◆ Problem statement ◆
Convert the lines below into a Markdown table with two columns, "Number" for the row number and "Line" for the line itself. Skip any blank lines.

◆ Material for the task ◆
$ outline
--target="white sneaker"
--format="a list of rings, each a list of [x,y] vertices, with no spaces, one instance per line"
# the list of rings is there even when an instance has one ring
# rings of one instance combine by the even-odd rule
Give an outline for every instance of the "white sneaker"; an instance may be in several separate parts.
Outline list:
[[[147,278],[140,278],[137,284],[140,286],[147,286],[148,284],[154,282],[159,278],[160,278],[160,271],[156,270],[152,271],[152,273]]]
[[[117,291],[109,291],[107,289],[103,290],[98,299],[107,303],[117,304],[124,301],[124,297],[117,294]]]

◆ Full solution ◆
| Number | Line |
|---|---|
| 1 | $ outline |
| 2 | --target="white sneaker" |
| 3 | --format="a list of rings, each a list of [x,y] vertices, with no spaces, one instance per line" |
| 4 | # the list of rings is there even when an instance has one ring |
| 5 | # rings of one instance combine by the even-odd rule |
| 6 | Give an outline for every instance of the "white sneaker"; an instance may be in several separate parts. |
| 7 | Outline list: |
| 8 | [[[147,278],[140,278],[137,284],[140,286],[147,286],[148,284],[154,282],[159,278],[160,278],[160,271],[156,270],[152,271],[152,273]]] |
| 9 | [[[117,291],[109,291],[107,289],[103,290],[98,299],[107,303],[117,304],[124,301],[124,297],[117,294]]] |